Dataset excerpts Start Marker
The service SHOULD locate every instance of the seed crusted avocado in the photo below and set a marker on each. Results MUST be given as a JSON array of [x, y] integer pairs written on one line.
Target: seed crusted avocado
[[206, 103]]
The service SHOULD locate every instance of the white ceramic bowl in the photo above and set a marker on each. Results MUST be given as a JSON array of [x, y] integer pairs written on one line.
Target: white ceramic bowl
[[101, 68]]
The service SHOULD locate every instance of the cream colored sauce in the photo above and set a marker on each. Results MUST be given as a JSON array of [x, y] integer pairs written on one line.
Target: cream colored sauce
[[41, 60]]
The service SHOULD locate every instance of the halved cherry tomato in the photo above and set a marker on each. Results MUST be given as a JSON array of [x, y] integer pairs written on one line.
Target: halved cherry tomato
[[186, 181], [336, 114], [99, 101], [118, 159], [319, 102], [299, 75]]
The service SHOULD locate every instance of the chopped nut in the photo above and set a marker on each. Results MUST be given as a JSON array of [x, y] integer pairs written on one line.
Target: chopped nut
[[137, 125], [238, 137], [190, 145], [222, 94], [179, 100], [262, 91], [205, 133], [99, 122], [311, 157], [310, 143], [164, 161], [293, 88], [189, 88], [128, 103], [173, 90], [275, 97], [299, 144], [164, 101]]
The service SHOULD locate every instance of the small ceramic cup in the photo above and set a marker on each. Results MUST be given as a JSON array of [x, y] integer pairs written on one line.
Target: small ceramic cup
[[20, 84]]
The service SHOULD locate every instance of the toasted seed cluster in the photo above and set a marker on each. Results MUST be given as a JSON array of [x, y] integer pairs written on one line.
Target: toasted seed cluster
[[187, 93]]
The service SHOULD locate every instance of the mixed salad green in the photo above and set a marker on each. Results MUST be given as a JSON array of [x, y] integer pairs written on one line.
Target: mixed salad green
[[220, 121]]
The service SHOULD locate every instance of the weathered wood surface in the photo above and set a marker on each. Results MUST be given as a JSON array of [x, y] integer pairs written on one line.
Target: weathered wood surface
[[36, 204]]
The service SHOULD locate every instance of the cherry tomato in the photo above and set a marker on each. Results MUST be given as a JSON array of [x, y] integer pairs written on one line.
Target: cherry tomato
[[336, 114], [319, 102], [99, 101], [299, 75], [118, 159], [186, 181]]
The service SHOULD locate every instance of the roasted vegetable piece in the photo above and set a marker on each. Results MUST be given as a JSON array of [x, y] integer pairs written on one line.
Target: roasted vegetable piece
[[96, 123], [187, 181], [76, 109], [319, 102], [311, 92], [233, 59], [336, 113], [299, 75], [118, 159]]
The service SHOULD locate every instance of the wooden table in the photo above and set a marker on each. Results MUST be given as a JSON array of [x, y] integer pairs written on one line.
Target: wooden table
Dataset excerpts End Marker
Work request: Would you write out all of the data exactly as given?

Finished task:
The service SHOULD locate every instance of the seed crusted avocado in the photo below and set a marker on each. Results MUST be given as a JSON array of [x, y] integer pairs written on one line.
Target: seed crusted avocado
[[206, 103]]
The service SHOULD locate every instance of the white ceramic bowl in the photo above and set a marker on each. Results MUST be given as a JSON array of [x, y] integer pairs written on one line.
Target: white ceramic bowl
[[101, 68]]
The service SHOULD locate every instance of the cream colored sauce in the photo above and set a marker on each. Results MUST be given as a JSON array of [x, y] integer pairs written on one line.
Target: cream colored sauce
[[41, 60]]
The service SHOULD locate every instance of the halved cherry tomato in the photo above and set a marker on each. Results MUST be given as a JSON array of [x, y] integer pairs written on one line.
Target: halved cherry tomato
[[186, 181], [336, 114], [99, 101], [118, 159], [319, 102], [299, 75]]
The service SHOULD locate every instance of the chopped nut in the photo above and set a marker on each. Results MUST be given as a JSON array of [x, y] integer pairs written on one line.
Target: chopped nut
[[137, 125], [238, 137], [190, 145], [222, 94], [179, 100], [262, 91], [205, 133], [99, 122], [311, 157], [310, 143], [164, 161], [293, 88], [189, 88], [128, 103], [173, 90], [275, 97], [299, 144], [164, 101]]
The service SHOULD locate every instance of the small ceramic cup in the photo above and set a marker on each. Results MUST be given as a JSON array of [x, y] integer pairs written on one line.
Target: small ceramic cup
[[20, 84]]
The service SHOULD locate every instance of the toasted seed cluster in the photo above and set a marker on each. Results MUST be given as a JSON array of [x, y] integer pairs written on one line.
Target: toasted seed cluster
[[187, 93]]
The service SHOULD locate every instance of the mixed salad green in the photo above and set a marker on each. Results MUST be given as a JSON array of [x, y] integer pairs written on one line.
Target: mixed salad green
[[220, 121]]
The service SHOULD locate every instance of the weathered wood surface in the photo above and set a marker on each. Results MUST be given as a JSON array of [x, y] integer pairs written on one line.
Target: weathered wood surface
[[36, 204]]
The service SHOULD locate every instance of the cherry tomato in the photo above and set a marker on each. Results MUST be given as a JSON array of [x, y] integer pairs written on one line.
Target: cherry tomato
[[336, 114], [319, 102], [99, 101], [299, 75], [118, 159], [186, 181]]
The service SHOULD locate every instance of the roasted vegetable piece in the photo above and set a marker on each. Results MUST be given as a JSON array of [x, y] integer pairs written on one line.
Target: roasted vegetable piece
[[96, 123], [187, 181], [76, 109], [319, 102], [311, 92], [233, 59], [336, 113], [299, 75], [118, 159]]
The service SHOULD locate every instance of the wooden table in the photo above and set a marker on each. Results MUST be given as a JSON array of [x, y] integer pairs written on one line.
Target: wooden table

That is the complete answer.